=== Section Start ===

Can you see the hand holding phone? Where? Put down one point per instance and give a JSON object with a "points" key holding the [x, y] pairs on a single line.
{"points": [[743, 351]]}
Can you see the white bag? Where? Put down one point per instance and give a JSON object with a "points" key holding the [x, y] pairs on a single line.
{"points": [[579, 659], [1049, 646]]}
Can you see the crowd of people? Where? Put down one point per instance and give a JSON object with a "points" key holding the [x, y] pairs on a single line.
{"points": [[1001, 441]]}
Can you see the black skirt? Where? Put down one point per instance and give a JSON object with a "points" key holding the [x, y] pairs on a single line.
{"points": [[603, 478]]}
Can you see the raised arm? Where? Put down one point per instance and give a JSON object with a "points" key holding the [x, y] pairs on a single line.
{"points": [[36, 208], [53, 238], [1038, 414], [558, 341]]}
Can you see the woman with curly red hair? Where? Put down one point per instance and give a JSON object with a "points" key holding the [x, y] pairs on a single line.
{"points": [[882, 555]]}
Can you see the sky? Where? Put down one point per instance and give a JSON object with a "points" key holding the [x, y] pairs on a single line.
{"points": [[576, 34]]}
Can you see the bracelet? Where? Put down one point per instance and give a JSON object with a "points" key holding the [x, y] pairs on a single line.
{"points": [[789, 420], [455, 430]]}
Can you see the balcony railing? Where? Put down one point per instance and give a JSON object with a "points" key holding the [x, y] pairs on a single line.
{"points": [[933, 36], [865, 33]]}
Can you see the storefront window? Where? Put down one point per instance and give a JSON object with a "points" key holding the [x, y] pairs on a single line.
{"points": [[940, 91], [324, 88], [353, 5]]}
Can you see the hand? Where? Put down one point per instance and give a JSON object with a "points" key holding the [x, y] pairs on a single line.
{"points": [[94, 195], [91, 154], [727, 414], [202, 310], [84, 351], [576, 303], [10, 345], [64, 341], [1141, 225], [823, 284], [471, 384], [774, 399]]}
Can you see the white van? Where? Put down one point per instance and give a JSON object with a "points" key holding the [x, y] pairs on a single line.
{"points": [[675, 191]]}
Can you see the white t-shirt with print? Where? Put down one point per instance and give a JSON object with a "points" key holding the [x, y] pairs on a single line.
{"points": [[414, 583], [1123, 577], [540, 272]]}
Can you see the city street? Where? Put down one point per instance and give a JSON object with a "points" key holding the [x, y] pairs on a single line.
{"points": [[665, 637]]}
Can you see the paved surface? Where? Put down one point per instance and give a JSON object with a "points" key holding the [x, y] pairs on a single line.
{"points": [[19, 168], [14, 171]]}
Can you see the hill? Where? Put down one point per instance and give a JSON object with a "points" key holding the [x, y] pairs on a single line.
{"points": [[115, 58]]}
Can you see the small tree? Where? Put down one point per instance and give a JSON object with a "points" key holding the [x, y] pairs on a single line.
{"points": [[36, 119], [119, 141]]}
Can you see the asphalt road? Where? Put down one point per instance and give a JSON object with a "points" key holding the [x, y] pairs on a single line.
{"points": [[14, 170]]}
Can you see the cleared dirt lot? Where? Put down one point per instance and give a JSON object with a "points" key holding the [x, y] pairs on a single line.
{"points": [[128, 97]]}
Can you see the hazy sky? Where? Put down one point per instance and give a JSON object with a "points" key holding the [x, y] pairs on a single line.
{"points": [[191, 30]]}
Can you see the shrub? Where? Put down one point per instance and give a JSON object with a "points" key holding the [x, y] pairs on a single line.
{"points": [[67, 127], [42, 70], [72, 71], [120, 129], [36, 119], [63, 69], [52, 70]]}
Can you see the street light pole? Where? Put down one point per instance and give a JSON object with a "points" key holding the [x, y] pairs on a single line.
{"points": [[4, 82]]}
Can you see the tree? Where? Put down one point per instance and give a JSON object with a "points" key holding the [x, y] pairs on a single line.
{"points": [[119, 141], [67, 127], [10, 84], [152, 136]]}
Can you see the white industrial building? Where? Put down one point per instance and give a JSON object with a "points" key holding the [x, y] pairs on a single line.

=== Section End ===

### Work to be completed
Set down the records above once more, exactly as they stand.

### Exercise answer
Can you see the hand holding phone? Where? Put down one point per instance and give a JSON object with a "points" key holding the [x, y] pairs on a single line.
{"points": [[743, 351]]}
Can you see the white bag? Where? Put down one point per instance and give a JSON object with a "points" key holding the [x, y] pairs on a single line.
{"points": [[579, 659], [1049, 646]]}
Can you see the crowd of people? Where? Put down one point per instance and give a JSON object with a "points" key holding the [x, y] pairs on a single line.
{"points": [[1001, 441]]}
Can you see the black skirt? Where? Put down one point per instance and give a JSON object with a "points" key holding the [x, y] pairs on a single line.
{"points": [[603, 478]]}
Can you see the raised arm? Where? Put down one point per instance and give a JSON object with a "points" key holding the [x, y] pairs on a single line.
{"points": [[36, 208], [53, 238], [1038, 414], [558, 341]]}
Can you see the woman with curly red hair? Where? Put down one point per instance and give a JSON object with a "points" key holding the [x, y] pairs on a single line.
{"points": [[882, 555]]}
Can you see the sky? Where? Put down one point per instance and give a JSON object with a "points" key holding the [x, y] pairs on a single line.
{"points": [[576, 34]]}
Can you see the bracelet? Where? Put down one point per instance and give a JSON object with a "points" key holding the [x, y] pairs on a single line.
{"points": [[789, 420], [455, 430]]}
Can you see the balcony railing? Where? Put down one point per instance and give a JSON object with a "points" key holding the [x, y] pairs on a single line.
{"points": [[933, 36], [865, 33]]}
Can you see the storefront window? Where? Put down one point per instance and give a JSON object with a "points" key holding the [x, y] pairs on a single line.
{"points": [[940, 91], [324, 88], [353, 5]]}
Can you see the hand? Where? Put down one point per instance and give a JSON object with a "points" key holding the [x, y] pairs on a single line.
{"points": [[94, 195], [91, 154], [727, 414], [202, 310], [84, 351], [576, 303], [10, 345], [64, 341], [1141, 225], [823, 284], [471, 384], [774, 399]]}
Can you see the white van? Where? Put down one point per instance and give a JSON object with a "points" key holding the [x, y] pairs on a single line.
{"points": [[675, 191]]}
Can you see the white t-shirt with print? Where? Put down one point per instance and give a JSON object with a "points" key holding the [x, y] pairs on a single line.
{"points": [[414, 583], [1123, 577], [540, 272]]}
Can you see the city street? Where? Put down one point per instance and give a JSON object with a "points" key holding the [x, y] pairs on a single line.
{"points": [[665, 637]]}
Can you see the paved surface? Where? Put down one point per instance and give a JSON object with a "points" key holding the [x, y] pairs on a single line.
{"points": [[19, 168], [14, 171]]}
Can you see the hill? Where? Put down one point per instance and give a JSON object with a "points" key holding the [x, y] pairs on a single line.
{"points": [[115, 58]]}
Can you see the small tree? Where? Put down one point per instance and give a JSON object with a "points" key holding the [x, y] pairs on a single line.
{"points": [[36, 119], [119, 141]]}
Can you see the asphalt road? Where? Put down one point per instance and give a JSON object with a "points" key holding the [x, y] pairs on a single line.
{"points": [[14, 170]]}
Can you see the cleared dirt lot? Where? Put down one point per instance and give a JSON object with a "points" key holding the [x, y] pairs on a single line.
{"points": [[128, 97]]}
Can you see the hazy sky? Where? Put down one point per instance and give a JSON object with a "points" key holding the [x, y] pairs on a single line.
{"points": [[191, 30]]}
Can you see the shrub? Where? Put down one point per instance and give a JSON object with a "points" key holding the [x, y] pairs on a single line.
{"points": [[67, 127], [42, 70], [72, 71], [120, 129], [36, 119], [63, 69], [52, 70]]}
Can you see the street light pole? Where? Put down one point per instance and give a JSON object with a "points" key holding the [x, y] pairs on a single line.
{"points": [[4, 82]]}
Can you see the tree? Where? Put down one point per instance and give a JSON object with a "points" key holding the [x, y] pairs on a single line.
{"points": [[119, 141], [67, 127], [10, 84], [152, 136]]}
Can you see the white industrial building? Where? Put down one point per instance and give a JSON object with a "points" key holding the [x, y] pairs on a single line.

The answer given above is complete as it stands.